▶ Consignes:
• 1. Selon l'entretien avec Asphalt, quel est le vrai nom de l'artiste ?
• 2. Transcrivez fidèlement le passage de l'entretien avec Asphalt qui va de « Une bouffée d’air » à « votre personnalité ? ».

INTERVIEW

Asphalt : "J’aime que la scène soit une aventure avec les autres."

Publié le

20 décembre 2024

Une bouffée d’air frais souffle sur la scène rock française avec Asphalt, de son vrai nom Milo Thoretton. Artiste, mannequin et même acteur, il a façonné un univers sonore mêlant énergie rock et mélancolie. Son nouveau single "Lame de Fond" marque un tournant, affirmant son désir de suivre son instinct et de s’amuser quoi qu’il arrive. Son premier EP Cocktail Exil, attendu au printemps prochain, promet une immersion dans une œuvre empreinte de sincérité et de vibrations, à l’image de l’artiste.

Asphalt ©Ellen von Unwerth

Vous dites souvent que votre nom d’artiste est un parallèle entre l’Asphalte, la route, et la nature. Cela transcrit-il une forme de dualité dans votre personnalité ?

▶ Entrées:
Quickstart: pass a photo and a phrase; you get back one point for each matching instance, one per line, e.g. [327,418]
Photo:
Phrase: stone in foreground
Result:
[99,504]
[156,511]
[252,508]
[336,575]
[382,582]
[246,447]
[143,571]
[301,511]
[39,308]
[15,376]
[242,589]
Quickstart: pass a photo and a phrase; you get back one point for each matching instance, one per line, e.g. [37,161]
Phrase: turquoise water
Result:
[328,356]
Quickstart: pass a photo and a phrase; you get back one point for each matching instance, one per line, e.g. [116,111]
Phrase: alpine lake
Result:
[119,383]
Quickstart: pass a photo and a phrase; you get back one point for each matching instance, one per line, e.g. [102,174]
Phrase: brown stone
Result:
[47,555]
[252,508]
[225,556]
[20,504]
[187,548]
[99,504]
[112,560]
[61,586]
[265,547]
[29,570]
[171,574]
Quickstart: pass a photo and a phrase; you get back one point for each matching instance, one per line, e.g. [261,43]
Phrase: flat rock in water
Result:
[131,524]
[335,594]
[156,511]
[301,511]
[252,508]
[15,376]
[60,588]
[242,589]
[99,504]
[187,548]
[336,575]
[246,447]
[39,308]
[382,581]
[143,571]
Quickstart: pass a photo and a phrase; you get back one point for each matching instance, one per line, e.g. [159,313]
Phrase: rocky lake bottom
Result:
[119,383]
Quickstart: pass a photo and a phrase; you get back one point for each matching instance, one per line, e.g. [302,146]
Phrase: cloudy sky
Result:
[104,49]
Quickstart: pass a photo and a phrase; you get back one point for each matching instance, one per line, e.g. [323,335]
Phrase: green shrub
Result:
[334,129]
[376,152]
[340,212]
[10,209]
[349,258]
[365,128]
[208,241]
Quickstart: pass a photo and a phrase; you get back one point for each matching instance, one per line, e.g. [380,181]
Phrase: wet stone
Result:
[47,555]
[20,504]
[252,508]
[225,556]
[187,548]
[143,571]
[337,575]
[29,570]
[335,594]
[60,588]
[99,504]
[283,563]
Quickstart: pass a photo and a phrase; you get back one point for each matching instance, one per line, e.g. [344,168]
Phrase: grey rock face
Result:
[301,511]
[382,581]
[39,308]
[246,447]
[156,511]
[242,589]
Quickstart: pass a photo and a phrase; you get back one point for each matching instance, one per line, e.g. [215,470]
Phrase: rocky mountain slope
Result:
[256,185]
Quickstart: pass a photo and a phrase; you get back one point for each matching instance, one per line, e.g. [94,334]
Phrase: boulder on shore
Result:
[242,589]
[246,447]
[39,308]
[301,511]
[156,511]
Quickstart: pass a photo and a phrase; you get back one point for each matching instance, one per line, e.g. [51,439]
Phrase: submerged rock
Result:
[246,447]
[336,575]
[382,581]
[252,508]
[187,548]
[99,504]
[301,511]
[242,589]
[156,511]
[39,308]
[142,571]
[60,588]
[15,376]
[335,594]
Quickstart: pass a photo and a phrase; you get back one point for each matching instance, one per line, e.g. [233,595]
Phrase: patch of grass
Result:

▶ Réponses par consigne:
• 1. Milo Thoretton.

• 2.
Une bouffée d’air frais souffle sur la scène rock française avec Asphalt, de son vrai nom Milo Thoretton. Artiste, mannequin et même acteur, il a façonné un univers sonore mêlant énergie rock et mélancolie. Son nouveau single "Lame de Fond" marque un tournant, affirmant son désir de suivre son instinct et de s’amuser quoi qu’il arrive. Son premier EP Cocktail Exil, attendu au printemps prochain, promet une immersion dans une œuvre empreinte de sincérité et de vibrations, à l’image de l’artiste.

Asphalt ©Ellen von Unwerth

Vous dites souvent que votre nom d’artiste est un parallèle entre l’Asphalte, la route, et la nature. Cela transcrit-il une forme de dualité dans votre personnalité ?